Which lines of the records contain the word "electrical"? Filter them out and copy each one, treating case as significant.
━━━
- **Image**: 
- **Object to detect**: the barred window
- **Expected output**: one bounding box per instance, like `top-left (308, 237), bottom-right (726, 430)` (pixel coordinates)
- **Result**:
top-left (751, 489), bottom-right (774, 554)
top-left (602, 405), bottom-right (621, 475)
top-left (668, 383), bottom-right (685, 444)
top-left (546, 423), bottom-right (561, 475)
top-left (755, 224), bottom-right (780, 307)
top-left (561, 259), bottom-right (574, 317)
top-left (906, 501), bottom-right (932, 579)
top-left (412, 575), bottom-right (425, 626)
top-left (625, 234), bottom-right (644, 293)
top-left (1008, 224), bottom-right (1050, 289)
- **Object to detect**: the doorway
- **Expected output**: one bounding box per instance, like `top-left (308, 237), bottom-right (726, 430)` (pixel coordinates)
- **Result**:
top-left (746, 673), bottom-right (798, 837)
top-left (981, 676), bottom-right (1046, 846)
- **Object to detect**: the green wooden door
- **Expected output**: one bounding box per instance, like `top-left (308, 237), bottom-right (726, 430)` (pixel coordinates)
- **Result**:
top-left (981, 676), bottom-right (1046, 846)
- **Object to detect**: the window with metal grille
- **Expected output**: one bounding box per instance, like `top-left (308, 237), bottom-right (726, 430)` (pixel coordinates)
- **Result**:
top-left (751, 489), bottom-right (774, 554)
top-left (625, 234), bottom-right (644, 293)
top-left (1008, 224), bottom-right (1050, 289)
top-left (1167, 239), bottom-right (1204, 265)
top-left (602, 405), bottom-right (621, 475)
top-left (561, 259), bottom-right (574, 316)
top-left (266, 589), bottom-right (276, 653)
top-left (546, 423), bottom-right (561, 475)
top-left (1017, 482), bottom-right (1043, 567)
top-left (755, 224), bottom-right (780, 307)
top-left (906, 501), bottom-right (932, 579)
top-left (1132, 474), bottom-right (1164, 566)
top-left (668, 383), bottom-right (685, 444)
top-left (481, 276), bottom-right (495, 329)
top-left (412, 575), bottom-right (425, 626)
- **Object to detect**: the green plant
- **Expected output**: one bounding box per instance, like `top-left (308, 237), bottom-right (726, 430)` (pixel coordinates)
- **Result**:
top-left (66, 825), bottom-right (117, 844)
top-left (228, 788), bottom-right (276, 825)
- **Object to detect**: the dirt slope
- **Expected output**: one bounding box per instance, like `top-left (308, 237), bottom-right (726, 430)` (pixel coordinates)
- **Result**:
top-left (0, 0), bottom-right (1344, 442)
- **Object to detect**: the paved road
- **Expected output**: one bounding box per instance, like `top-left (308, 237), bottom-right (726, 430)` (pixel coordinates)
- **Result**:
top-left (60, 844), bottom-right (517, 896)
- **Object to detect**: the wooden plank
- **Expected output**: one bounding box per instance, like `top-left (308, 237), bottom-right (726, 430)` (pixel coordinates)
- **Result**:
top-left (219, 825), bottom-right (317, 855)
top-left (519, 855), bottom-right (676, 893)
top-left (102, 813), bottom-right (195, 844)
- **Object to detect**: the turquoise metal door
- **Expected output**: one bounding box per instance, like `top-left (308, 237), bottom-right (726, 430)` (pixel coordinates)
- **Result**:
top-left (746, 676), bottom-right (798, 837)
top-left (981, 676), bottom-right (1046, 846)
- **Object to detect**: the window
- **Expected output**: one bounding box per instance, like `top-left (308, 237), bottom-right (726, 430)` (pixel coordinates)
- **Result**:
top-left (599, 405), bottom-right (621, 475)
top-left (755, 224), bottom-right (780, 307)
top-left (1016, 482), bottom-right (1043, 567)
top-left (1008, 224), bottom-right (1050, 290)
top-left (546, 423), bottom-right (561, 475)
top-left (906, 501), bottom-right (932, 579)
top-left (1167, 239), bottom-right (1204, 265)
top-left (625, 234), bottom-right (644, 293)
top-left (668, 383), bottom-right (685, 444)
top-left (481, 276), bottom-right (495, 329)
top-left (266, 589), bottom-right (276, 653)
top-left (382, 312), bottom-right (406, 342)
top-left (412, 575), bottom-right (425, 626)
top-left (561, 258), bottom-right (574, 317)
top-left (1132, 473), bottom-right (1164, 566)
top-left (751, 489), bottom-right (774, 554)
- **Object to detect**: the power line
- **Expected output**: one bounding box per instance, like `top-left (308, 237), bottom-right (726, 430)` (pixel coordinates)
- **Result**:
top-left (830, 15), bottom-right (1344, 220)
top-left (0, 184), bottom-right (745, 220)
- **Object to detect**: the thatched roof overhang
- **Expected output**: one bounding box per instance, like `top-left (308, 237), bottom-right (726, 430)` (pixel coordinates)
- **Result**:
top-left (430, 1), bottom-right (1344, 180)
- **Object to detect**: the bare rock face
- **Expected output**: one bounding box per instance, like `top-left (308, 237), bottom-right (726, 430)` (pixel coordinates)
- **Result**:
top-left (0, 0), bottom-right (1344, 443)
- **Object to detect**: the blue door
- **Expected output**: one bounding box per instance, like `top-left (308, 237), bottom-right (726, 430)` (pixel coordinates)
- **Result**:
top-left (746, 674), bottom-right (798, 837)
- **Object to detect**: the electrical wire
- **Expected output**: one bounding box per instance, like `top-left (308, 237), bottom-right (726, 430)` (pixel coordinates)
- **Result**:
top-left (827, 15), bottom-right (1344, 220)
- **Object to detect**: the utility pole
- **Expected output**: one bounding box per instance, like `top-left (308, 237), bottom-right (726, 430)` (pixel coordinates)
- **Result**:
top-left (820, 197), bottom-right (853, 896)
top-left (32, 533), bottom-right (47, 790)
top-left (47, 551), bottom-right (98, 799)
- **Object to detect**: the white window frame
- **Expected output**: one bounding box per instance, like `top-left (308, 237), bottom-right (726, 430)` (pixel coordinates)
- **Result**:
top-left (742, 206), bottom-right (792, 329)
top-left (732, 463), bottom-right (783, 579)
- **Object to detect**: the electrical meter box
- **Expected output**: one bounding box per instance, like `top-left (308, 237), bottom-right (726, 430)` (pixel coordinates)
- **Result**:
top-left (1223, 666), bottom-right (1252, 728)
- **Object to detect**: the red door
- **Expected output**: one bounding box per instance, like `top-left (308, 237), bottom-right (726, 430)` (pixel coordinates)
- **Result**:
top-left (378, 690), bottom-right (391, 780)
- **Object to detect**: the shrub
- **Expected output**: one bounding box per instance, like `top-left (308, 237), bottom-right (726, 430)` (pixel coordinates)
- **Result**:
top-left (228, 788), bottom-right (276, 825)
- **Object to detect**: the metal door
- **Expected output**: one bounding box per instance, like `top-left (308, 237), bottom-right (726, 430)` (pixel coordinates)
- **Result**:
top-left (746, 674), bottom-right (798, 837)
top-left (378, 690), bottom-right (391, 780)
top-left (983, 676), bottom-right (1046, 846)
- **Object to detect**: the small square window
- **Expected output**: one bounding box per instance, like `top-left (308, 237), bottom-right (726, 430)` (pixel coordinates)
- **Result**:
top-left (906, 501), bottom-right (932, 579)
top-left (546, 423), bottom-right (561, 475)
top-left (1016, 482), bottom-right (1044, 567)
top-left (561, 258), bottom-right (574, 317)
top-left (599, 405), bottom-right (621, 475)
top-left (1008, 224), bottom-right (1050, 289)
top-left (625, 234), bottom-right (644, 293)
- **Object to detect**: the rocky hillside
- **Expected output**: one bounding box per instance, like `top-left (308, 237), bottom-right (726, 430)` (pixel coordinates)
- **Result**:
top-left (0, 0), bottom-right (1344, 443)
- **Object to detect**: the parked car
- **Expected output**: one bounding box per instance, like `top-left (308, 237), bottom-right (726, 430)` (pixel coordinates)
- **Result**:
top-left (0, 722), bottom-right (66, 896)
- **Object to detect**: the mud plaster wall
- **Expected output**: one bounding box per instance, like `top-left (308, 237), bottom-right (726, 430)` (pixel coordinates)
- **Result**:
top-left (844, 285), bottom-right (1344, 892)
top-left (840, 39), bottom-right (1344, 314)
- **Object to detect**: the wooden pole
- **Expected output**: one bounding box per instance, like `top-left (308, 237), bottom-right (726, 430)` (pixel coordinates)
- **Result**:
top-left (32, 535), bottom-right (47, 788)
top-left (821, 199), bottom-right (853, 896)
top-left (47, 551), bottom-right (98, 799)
━━━
The response:
- **Object to detect**: the electrical wire
- **Object to detect**: the electrical meter box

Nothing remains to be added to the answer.